== Task directions ==
From the first line to the last, return the material exactly.

== Source material ==
--- --- ---

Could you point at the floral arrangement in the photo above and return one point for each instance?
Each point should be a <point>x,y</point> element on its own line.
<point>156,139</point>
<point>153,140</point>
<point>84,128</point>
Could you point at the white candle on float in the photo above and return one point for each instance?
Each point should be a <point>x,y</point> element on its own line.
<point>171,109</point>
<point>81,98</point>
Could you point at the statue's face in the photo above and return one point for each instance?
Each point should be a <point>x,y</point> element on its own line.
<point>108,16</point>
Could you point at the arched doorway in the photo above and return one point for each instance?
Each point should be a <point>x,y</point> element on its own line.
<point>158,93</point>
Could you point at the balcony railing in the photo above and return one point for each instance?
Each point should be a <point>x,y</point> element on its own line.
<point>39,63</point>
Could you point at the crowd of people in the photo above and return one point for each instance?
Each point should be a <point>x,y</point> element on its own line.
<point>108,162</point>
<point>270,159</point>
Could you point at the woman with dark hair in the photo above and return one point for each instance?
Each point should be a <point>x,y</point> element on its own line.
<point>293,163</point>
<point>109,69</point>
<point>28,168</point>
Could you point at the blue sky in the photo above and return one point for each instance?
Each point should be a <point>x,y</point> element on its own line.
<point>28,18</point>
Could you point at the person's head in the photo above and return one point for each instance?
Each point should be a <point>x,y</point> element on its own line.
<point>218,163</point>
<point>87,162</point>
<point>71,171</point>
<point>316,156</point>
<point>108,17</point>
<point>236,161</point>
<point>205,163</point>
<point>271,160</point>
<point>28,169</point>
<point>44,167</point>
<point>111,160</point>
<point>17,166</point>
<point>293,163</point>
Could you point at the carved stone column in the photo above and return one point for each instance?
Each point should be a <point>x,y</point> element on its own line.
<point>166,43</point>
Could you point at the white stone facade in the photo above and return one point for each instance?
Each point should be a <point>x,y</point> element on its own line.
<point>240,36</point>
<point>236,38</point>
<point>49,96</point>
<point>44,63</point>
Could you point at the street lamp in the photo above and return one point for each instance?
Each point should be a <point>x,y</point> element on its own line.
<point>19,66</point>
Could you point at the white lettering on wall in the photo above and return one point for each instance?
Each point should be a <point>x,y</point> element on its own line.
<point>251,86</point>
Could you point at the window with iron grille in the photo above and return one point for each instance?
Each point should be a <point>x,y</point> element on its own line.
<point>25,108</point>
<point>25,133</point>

--- --- ---

== Result ==
Could you point at the floral arrangement in the photo above and return one point for each instance?
Each point should be a <point>x,y</point> element on its own line.
<point>156,139</point>
<point>153,140</point>
<point>84,128</point>
Could you point at the white candle on float in the photo above and return one point for each instance?
Each point should be a <point>x,y</point> element on its own line.
<point>171,109</point>
<point>81,98</point>
Could you point at the statue's face in the photo above and return one point for each instance?
Each point should be a <point>x,y</point> element on its own line.
<point>108,16</point>
Could you point at the arched doorway in the photo above and return one point for each instance?
Each point should be a <point>x,y</point> element on its own line.
<point>158,93</point>
Could you point at the balcony railing in the photo above and return one point for each instance?
Each point should be a <point>x,y</point> element on its own line.
<point>39,63</point>
Could you point at the crowd of people in the photo above and return one point for each instance?
Each point should be a <point>x,y</point> element on its own line.
<point>108,162</point>
<point>270,159</point>
Could you point at the woman with dark hair in the photo above and return one point for each instance?
Each point should be a <point>x,y</point> element on its own line.
<point>293,163</point>
<point>109,69</point>
<point>28,168</point>
Could you point at the blue sky in the photo above and return one point for each instance?
Each point should be a <point>x,y</point> element on its own line.
<point>28,18</point>
Could you point at the person's head in the photo above and return one point for each instance?
Each point should be a <point>x,y</point> element on its own line.
<point>218,163</point>
<point>87,162</point>
<point>71,171</point>
<point>316,156</point>
<point>108,17</point>
<point>236,161</point>
<point>205,163</point>
<point>271,160</point>
<point>28,169</point>
<point>44,167</point>
<point>111,160</point>
<point>17,166</point>
<point>293,163</point>
Could you point at the carved stone column in the photo above and return one point for each instance?
Each point should be a <point>x,y</point> element on its own line.
<point>166,43</point>
Could you point at the white stone facade in the photo above and return one point for each instance?
Each point should be a <point>x,y</point> element on its own line.
<point>240,36</point>
<point>236,38</point>
<point>49,96</point>
<point>44,63</point>
Could you point at the street lamp in the photo above and return one point for each instance?
Each point should be a <point>x,y</point> element on its own line.
<point>19,66</point>
Could you point at the white lettering on wall in the photo above and return one point for each instance?
Each point should be a <point>x,y</point> element on its own line.
<point>251,86</point>
Could you point at the window with iron grille in the photo above and return one point for each instance?
Each point should be a <point>x,y</point> element on its own line.
<point>25,108</point>
<point>25,133</point>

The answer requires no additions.